• SUPPLIED PASSAGE:
*** Begin section ***
Hiram Sherman was born in Boston, Massachusetts. His father, Clifford Leon Sherman, worked in the art department of The Boston Globe.

He made his Broadway debut as a playwright with the short-lived comedy Too Much Party in 1934. The farce, directed by William Friedlander, opened at the Theatre Masque on March 5, 1934, and closed after only eight performances. It proved to be his sole attempt at writing. Two years later he made his Broadway debut as an actor in the Federal Theatre Project's Horse Eats Hat. In 1937 he played Junior Mister in the original production of The Cradle Will Rock.

Additional theatre credits include the inaugural Mercury Theatre productions Caesar and The Shoemaker's Holiday, Very Warm for May, Cyrano de Bergerac, Boyd's Daughter (which he also directed), Mary, Mary, and 3 for Tonight. He won the Tony Award for Best Featured Actor in a Musical for Two's Company and How Now, Dow Jones. Sherman debuted on stage in London in 1949 in Brigadoon. He appeared in London's West End as Matthew Cuthbert in the British premiere of Anne of Green Gables.
*** End section ***
• EXERCISE TASKS:
**a.** Can you condense the paragraph of the Hiram Sherman passage that begins "He made his Broadway debut as a playwright" and keep its main facts?
**b.** How would the Hiram Sherman passage go on after its final sentence? Continue it from that point.

• GIVEN ENTRIES:
*** Begin section ***
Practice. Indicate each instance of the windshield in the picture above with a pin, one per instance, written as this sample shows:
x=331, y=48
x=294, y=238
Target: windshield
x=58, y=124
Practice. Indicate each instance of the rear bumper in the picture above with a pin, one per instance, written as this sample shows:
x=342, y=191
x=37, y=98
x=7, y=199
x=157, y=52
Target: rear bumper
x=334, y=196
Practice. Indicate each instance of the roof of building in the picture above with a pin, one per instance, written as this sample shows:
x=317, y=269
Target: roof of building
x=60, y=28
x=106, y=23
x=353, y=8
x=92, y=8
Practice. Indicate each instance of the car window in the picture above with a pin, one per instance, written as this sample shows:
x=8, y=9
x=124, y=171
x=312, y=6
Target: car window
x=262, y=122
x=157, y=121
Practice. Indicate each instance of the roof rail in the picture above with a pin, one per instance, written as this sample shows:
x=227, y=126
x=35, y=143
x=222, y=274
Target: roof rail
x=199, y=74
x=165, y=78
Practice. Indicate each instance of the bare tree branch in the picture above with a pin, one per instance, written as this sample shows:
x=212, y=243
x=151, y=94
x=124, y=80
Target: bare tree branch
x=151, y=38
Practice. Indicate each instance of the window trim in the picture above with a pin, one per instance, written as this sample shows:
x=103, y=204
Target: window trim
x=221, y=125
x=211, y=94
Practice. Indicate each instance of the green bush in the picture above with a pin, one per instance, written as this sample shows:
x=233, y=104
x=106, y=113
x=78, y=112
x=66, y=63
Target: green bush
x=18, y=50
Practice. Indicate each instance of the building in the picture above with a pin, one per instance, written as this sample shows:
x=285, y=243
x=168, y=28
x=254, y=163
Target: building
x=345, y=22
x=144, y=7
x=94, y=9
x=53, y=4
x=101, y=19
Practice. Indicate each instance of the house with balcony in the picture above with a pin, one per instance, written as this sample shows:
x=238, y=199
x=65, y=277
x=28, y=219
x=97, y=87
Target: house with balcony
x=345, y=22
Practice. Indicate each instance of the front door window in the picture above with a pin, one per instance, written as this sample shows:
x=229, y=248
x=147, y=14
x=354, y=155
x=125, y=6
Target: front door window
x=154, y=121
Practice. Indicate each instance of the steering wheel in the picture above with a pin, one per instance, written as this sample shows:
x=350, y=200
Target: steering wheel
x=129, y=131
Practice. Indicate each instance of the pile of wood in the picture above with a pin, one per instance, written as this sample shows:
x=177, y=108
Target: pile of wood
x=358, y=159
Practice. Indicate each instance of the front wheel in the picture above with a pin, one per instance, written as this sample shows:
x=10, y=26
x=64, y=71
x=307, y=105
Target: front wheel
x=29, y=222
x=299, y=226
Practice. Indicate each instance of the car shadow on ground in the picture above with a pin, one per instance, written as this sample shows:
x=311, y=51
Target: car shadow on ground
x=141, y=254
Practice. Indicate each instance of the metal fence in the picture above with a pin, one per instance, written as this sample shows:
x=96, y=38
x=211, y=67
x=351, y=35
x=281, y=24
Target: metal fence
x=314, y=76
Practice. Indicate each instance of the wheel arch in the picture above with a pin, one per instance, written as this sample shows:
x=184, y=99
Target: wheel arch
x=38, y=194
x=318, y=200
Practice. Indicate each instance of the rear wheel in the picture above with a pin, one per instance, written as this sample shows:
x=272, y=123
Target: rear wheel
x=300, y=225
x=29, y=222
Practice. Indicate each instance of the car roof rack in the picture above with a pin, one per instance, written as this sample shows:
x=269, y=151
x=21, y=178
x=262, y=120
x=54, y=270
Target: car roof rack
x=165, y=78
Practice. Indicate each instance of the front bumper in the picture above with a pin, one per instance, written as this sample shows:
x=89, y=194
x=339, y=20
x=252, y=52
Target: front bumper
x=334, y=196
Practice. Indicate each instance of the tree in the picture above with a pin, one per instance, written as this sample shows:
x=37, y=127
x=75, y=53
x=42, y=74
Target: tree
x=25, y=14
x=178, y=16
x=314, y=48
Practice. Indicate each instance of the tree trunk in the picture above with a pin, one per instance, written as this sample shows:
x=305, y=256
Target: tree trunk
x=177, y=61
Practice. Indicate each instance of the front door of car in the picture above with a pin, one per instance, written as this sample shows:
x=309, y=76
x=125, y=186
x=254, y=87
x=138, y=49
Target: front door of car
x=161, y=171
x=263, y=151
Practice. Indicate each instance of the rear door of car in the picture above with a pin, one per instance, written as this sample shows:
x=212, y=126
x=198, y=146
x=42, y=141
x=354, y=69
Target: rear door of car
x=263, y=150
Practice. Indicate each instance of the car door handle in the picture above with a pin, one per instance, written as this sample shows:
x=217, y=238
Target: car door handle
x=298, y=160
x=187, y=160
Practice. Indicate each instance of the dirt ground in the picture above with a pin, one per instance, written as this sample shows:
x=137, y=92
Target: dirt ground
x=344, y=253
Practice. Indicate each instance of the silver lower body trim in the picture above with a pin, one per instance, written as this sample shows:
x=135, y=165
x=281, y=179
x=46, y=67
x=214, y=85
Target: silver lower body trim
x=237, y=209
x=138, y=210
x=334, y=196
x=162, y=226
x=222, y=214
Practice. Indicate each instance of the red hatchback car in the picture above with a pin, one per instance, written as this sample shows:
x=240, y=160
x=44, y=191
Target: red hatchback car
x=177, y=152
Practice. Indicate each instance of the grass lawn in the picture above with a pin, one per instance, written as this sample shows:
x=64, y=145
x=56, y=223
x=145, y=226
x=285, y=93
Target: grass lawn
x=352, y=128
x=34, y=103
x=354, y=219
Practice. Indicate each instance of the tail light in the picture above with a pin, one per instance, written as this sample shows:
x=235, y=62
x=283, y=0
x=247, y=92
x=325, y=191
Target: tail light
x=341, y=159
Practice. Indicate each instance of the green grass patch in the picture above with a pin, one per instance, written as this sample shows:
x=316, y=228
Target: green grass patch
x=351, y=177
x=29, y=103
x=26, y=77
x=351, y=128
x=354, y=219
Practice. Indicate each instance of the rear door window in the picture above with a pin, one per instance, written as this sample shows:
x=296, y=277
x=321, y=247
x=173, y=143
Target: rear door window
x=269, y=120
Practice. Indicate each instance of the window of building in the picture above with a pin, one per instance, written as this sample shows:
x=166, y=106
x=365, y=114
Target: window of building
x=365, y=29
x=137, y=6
*** End section ***
• REPLIES:
**a.** Sherman first reached Broadway as a playwright in 1934 with the comedy Too Much Party. The farce was directed by William Friedlander, opened at the Theatre Masque on March 5, 1934, and closed after eight performances. It was his only attempt at writing. Two years later he made his acting debut on Broadway in the Federal Theatre Project's Horse Eats Hat. In 1937 he played Junior Mister in the original production of The Cradle Will Rock.

**b.**
On television, Sherman portrayed Simon Ward on The Tammy Grimes Show. His other television credits included such early anthology series as Kraft Television Theatre, Studio One, The Alcoa Hour, and Hallmark Hall of Fame.

Sherman made his film debut in One Third of a Nation (1939). His feature films include The Solid Gold Cadillac, Mary, Mary, in which he reprised his role in the play, and Oh Dad, Poor Dad, Mamma's Hung You in the Closet and I'm Feelin' So Sad.

Sherman died of a stroke in Springfield, Illinois in 1989, aged 81.